→ Document passage
▶

On Nov 13, 2019, at 6:40, allison wrote:
On 11/13/19 9:17 AM, geneb via cctalk wrote:
On Wed, 13 Nov 2019, Jim Brain via cctalk wrote:
> Did Hayes modem really do that? I thought most later modems self
> detected parity and speed and thus would have switched both the comm
> on the serial port and the data sent to the other side in the same
> parity (if the terminal was 7E1, the modem would configure as 7E1 and
> send 7 bit data to the other side.
No, well maybe a few of the winmodems did.
Generally all the modems I have (ISA,S100 and external serial) you need
to set the baud rate, parity and word length to match the modem (is it
has at or similar protocal) and also to match the other end (usualy the
same).
I remember old dumb modems that just turned 1s and 0s into different
frequencies on the audio channel. Think Bell 103 here, and acoustically
coupled modems where your fingers do the dialing. No concept of parity
in the modem, it was just another bit passed through.

◀

→ Aim of the exercise
Reproduce the modem parity discussion from "No, well maybe" up to and including "bit passed through.", substituting "phone line" for "audio channel".

→ Raw data
▶

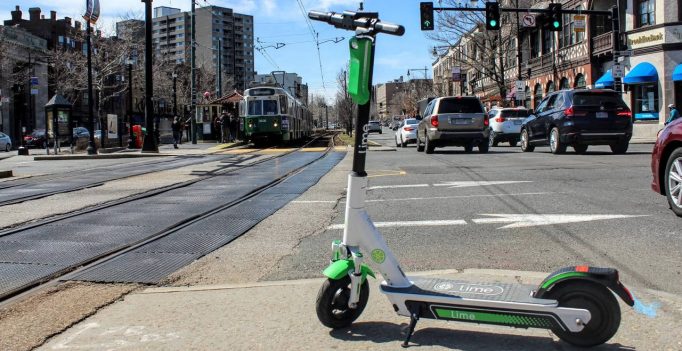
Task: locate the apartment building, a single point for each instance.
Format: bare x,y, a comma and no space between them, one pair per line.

◀

→ Response
No, well maybe a few of the winmodems did.
Generally all the modems I have (ISA,S100 and external serial) you need
to set the baud rate, parity and word length to match the modem (is it
has at or similar protocal) and also to match the other end (usualy the
same).
I remember old dumb modems that just turned 1s and 0s into different
frequencies on the phone line. Think Bell 103 here, and acoustically
coupled modems where your fingers do the dialing. No concept of parity
in the modem, it was just another bit passed through.